TASK DETAILS - Copy the lines below word for word, starting with the line that has "Where can you spot the pink" and ending with the line that has "pixel 456 969".

DATASET CONTENT -
※

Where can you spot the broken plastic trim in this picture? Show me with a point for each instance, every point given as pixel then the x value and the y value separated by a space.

※

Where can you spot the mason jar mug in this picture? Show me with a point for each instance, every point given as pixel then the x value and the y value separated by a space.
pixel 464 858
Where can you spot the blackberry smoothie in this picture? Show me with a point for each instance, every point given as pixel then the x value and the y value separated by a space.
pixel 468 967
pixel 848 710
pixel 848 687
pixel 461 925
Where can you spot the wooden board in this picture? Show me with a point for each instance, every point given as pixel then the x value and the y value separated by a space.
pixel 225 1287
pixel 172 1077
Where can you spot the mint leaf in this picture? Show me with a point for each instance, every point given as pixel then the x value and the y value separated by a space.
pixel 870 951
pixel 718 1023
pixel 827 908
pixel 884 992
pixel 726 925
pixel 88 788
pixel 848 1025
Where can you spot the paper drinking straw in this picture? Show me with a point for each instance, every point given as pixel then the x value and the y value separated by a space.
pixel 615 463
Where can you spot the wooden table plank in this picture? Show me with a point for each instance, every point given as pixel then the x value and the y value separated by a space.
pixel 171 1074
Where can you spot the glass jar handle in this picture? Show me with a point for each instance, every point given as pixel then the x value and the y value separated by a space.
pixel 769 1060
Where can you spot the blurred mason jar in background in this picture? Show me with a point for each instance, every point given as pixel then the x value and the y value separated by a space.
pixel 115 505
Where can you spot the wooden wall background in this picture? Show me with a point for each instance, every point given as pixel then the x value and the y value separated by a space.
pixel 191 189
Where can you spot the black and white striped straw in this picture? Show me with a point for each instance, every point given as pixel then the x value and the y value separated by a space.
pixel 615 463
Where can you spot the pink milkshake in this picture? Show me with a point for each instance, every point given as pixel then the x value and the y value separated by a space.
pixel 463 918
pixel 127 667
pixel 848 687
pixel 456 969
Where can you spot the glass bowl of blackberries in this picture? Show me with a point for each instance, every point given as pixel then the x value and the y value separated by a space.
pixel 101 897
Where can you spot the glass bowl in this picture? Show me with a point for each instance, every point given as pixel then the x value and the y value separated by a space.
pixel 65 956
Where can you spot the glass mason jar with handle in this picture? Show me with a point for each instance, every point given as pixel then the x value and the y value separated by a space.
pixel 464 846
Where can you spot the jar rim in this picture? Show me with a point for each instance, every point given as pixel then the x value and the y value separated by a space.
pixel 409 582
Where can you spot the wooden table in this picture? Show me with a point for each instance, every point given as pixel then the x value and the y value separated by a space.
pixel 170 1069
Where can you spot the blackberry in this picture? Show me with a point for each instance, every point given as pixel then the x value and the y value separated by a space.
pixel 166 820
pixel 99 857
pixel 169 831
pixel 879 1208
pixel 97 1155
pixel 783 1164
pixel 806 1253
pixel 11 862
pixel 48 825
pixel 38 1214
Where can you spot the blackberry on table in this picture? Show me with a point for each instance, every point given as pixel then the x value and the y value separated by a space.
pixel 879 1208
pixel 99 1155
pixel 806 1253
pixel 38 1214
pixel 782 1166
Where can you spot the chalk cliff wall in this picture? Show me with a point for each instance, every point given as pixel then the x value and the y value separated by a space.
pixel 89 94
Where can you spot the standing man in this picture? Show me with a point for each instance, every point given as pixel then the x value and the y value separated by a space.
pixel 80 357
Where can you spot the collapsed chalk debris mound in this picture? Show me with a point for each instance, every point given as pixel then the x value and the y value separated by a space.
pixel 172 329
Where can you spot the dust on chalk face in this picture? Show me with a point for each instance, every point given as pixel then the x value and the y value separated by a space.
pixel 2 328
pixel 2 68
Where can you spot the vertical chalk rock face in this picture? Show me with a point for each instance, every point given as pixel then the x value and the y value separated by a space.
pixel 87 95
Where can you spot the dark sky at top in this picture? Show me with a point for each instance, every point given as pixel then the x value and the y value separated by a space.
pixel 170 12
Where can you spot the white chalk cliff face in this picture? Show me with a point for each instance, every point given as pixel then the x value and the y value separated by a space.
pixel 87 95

※

EXERCISE RESULT -
Where can you spot the pink milkshake in this picture? Show me with a point for each instance, every point given as pixel then the x value and the y value separated by a space.
pixel 463 918
pixel 127 667
pixel 848 687
pixel 456 969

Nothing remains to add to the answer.